## begin Material provided

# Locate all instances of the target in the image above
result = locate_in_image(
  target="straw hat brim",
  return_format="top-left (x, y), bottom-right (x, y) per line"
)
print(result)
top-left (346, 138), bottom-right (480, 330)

## end Material provided

Instruction: Rewrite the data above with "straw hat brim" switched to "felt hat band", leaving every other part as it is.

Full response:
# Locate all instances of the target in the image above
result = locate_in_image(
  target="felt hat band",
  return_format="top-left (x, y), bottom-right (x, y) per line"
)
print(result)
top-left (346, 138), bottom-right (480, 330)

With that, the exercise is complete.